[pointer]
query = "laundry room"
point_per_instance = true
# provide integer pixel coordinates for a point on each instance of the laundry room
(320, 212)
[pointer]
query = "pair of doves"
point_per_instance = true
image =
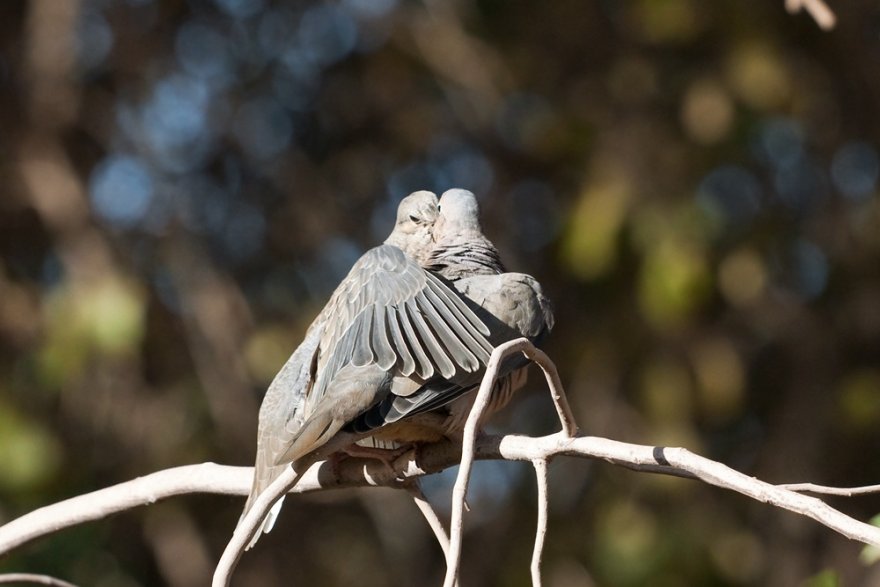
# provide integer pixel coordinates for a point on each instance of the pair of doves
(401, 343)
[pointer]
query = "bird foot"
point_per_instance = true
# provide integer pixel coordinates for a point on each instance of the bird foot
(387, 456)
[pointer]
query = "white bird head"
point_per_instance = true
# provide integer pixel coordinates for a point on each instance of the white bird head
(413, 228)
(459, 213)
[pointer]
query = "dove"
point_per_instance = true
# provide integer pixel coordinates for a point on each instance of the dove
(512, 305)
(389, 328)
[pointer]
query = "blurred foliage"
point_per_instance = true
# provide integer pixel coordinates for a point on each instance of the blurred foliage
(696, 185)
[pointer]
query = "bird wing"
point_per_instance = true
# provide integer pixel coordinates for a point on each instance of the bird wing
(392, 313)
(511, 305)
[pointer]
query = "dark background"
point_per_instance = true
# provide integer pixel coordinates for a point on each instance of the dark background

## YOUR GOAL
Copy out the data above exactly, except the pictures.

## EXERCISE RESPONSE
[pointer]
query = "laundry room"
point_per_instance = true
# provide integer pixel coordinates for a point on each instance of the laundry room
(320, 212)
[pointer]
query = "pair of doves"
point_per_instance = true
image =
# provide integer pixel coordinates for a point on each instance of the pair of doves
(401, 343)
[pointer]
query = "bird foot"
point_per_instance = true
# provide integer pixel coordinates for a point on each instance of the bird foot
(387, 456)
[pointer]
query = "white bird head"
point_per_instance = true
# provide integer pixel coordinates for a point on each instance of the white bird head
(413, 228)
(459, 213)
[pointer]
query = "dove"
point_per_instance = true
# provide integer pixel coordinates for a point on each instance of the dove
(512, 305)
(389, 328)
[pointer]
query = "blurred foliage"
point_per_instance = true
# provide integer pixel coordinates for a point on each instance of the blurred foliage
(696, 185)
[pointer]
query = "bird wing"
point_per_instance = true
# provide integer pixel coordinates for a point on each instance of the bird wing
(392, 313)
(511, 305)
[pointer]
query = "dark background"
point_per_instance = true
# provide integer pixel coordinates for a point on each instance of the dark background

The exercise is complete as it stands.